Tuesday, March 07, 2006
The states are not free, under the guise of protecting maternal health or potential life, to intimidate women into continuing pregnancies.
~ Justice Harry A. Blackmun, Roe v. Wade, 22 January 1973
Seventy-seven percent of anti-abortion leaders are men. 100% of them will never be pregnant.
~ Planned Parenthood advertisement
A liberated woman is one who has sex before marriage and a job after.
~ Gloria Steinem
Monday, March 06, 2006
leeds for the weekend was fantastic. i had my first starbucks chai latte in the uk and it only cost me about $6, what a deal. it is so nice to wander around shops, stop and have a coffee at a coffeeshop, and spend the evening on a couch watching a movie. sounds a bit strange, unless you've ever lived without a cozy spot to curl up or in university residence. and a home-cooked roast beef dinner is pretty great too.
yesterday we walked around a Very Old abbey in the yorkshire dales, and it was nice to be outside even with all the mud and near-falls down slippery hills. there was snow on the ground that crunched when you walked and i could hear all the newly born lambs baa-ing in the farmer's fields and it was a perfect way to spend a sunday.
i feel refreshed and ready to finish this semestre. speaking of which... i have three more papers awaiting my attention. should really get to those this week. but i have to do some more baking for my weekend visit with my auntie. at least i can say this whole grad school experience was multi-dimensional even if i don't always get as much reading done as i'd like.
Friday, March 03, 2006
it reminds me of last year when we went toboganning with the south african and mozambicans we were living with in lacombe, what a great memory of feeling just like a kid again. this past week has been a hard one for me and i really wouldn't mind feeling like a kid again.
i accidently misheard 'lancaster' as 'lung cancer' yesterday and it is becoming to feel a bit like that - suffocating. so i am happy that i am leaving for a weekend, this evening i am off to leeds which will hopefully be rejuvenating and relaxing. i suppose any contained area gets stuffy every now and again.
but i should count myself lucky because yesterday i was able to go to the lake district and have breakfast and a rather frigid boat trip around the lake. quite a beautiful area. but the 'vegetarian breakfast' didn't have anything on anything nellie's could whip up with a nice refillable coffee.
——
Parts of the exercise:
a. In the blog text, why is the writer glad to be heading to Leeds for the weekend?
b. According to the blog text, roughly what did the writer's first Starbucks chai latte in the UK cost?
c. List every post date that appears in the blog text.

Stored data entries:
——
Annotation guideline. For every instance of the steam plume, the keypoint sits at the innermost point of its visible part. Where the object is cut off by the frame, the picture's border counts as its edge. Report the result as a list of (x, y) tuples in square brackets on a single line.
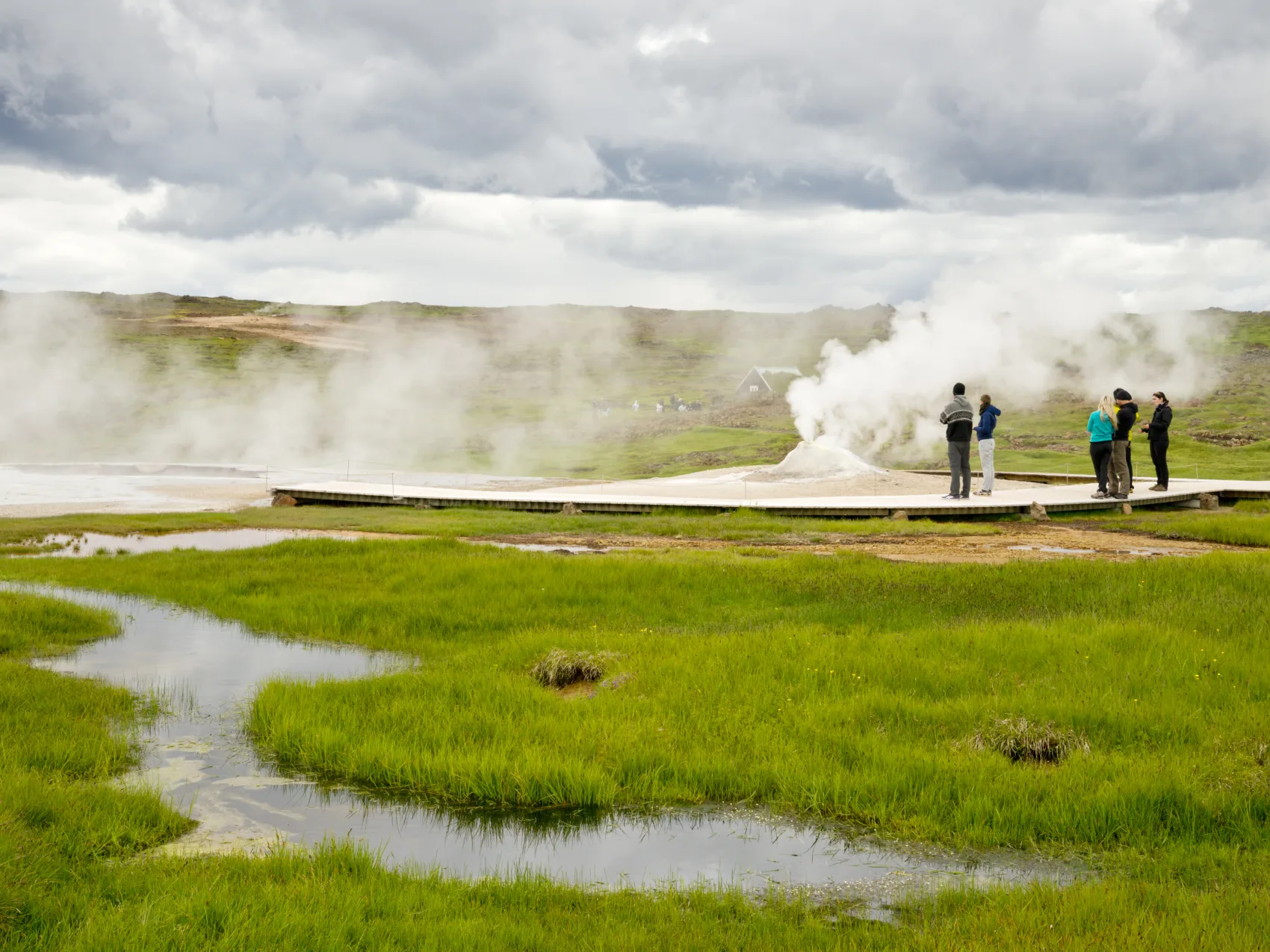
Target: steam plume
[(1016, 342)]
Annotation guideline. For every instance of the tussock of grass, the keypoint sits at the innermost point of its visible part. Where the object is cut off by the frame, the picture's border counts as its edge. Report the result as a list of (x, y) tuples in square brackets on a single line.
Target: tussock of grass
[(560, 668), (1021, 739)]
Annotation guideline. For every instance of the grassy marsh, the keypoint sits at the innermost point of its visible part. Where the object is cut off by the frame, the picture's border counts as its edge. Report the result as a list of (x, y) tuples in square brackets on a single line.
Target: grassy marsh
[(740, 526), (840, 685)]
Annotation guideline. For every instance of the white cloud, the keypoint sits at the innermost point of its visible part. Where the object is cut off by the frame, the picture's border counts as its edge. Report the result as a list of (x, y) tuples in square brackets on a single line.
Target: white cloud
[(660, 42), (59, 231)]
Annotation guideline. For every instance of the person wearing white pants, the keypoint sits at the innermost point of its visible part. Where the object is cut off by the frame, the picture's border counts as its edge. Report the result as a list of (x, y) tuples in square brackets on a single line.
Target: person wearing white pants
[(985, 429)]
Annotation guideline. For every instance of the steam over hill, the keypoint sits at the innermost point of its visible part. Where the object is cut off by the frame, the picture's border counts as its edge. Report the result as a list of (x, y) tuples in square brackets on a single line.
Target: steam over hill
[(507, 390)]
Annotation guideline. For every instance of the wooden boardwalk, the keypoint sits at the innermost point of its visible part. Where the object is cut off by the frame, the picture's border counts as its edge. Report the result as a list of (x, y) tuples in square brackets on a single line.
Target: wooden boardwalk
[(625, 498)]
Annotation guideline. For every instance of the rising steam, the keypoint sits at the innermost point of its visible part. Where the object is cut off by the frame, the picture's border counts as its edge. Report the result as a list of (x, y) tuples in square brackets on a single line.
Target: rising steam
[(1017, 346)]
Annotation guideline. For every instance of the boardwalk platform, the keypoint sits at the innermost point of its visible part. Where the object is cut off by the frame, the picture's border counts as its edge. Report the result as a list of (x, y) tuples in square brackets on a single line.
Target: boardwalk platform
[(626, 498)]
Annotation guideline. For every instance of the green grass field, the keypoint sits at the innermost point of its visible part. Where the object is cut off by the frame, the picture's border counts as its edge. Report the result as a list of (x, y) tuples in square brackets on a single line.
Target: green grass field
[(842, 687)]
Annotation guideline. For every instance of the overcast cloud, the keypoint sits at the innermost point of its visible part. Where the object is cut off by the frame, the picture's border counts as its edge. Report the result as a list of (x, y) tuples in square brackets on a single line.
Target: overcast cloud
[(693, 154)]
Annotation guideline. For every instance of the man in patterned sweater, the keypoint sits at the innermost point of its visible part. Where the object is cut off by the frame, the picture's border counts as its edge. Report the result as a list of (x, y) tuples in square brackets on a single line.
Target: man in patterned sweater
[(959, 419)]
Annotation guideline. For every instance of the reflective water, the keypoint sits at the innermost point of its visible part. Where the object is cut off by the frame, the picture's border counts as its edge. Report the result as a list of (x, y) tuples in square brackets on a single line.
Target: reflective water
[(201, 761), (88, 544)]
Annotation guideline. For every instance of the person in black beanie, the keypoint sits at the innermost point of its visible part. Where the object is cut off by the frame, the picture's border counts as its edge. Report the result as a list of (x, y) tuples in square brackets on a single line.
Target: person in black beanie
[(1157, 435), (1119, 482), (959, 419)]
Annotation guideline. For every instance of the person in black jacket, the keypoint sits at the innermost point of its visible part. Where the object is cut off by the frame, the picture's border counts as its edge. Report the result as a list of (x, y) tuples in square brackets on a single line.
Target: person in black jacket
[(959, 419), (1119, 482), (1157, 435)]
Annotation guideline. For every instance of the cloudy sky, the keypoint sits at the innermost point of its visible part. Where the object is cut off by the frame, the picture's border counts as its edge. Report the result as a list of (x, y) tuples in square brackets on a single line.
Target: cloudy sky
[(770, 154)]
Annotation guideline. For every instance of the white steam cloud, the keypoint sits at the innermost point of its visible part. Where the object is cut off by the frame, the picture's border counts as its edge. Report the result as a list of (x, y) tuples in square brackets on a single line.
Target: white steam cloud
[(72, 393), (1015, 340)]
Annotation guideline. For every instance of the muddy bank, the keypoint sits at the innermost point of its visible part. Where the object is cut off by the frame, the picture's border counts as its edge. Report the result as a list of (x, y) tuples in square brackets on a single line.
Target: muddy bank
[(1014, 542)]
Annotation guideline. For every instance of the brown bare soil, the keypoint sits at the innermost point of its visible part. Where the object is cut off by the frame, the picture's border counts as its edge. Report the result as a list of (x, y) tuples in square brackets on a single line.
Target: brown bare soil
[(1016, 542)]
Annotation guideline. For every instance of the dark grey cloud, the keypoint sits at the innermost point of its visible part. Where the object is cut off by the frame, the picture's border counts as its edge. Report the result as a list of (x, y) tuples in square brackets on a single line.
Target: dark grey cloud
[(684, 175), (273, 114)]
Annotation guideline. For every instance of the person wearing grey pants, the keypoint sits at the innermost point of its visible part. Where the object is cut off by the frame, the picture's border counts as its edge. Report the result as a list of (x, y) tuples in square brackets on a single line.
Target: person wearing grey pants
[(985, 431), (958, 418)]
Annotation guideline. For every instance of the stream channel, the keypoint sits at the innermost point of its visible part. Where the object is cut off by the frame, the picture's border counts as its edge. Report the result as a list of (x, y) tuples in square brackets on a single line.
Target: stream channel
[(199, 757)]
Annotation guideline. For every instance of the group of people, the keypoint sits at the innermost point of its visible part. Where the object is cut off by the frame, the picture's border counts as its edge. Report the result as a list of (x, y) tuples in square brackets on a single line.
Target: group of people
[(1110, 431), (958, 418)]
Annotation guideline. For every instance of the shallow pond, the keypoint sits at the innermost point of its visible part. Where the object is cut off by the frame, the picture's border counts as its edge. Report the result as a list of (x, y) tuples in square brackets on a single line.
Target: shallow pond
[(201, 761), (88, 544)]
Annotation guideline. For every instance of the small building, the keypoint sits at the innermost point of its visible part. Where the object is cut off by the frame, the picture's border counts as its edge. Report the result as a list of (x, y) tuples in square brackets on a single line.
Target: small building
[(766, 382)]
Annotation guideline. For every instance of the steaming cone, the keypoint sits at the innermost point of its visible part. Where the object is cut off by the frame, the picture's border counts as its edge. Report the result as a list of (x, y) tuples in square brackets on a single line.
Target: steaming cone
[(816, 461)]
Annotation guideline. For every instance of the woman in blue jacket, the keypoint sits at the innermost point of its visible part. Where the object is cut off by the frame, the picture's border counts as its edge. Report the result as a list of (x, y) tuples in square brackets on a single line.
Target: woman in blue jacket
[(985, 429), (1101, 429)]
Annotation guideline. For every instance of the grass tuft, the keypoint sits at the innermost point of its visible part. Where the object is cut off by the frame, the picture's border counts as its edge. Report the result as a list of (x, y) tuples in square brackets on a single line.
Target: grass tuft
[(1021, 739), (560, 668)]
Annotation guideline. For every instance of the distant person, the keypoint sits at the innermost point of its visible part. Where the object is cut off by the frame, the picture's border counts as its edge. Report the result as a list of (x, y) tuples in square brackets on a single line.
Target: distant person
[(1101, 428), (985, 429), (1121, 482), (959, 419), (1157, 437)]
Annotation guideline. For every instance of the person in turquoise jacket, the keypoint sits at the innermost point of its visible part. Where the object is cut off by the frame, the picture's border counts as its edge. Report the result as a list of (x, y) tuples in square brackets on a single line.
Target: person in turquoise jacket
[(1101, 429)]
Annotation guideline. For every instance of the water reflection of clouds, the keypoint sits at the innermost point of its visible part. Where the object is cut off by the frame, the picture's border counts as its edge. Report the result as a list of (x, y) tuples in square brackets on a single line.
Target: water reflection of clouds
[(201, 759)]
——
Results in order:
a. The writer says the past week was hard and that things were starting to feel suffocating, so a weekend away was welcome. The writer hopes Leeds will be rejuvenating and relaxing, noting that any contained area gets stuffy now and again.

b. About $6.

c.
- Tuesday, March 07, 2006
- Monday, March 06, 2006
- Friday, March 03, 2006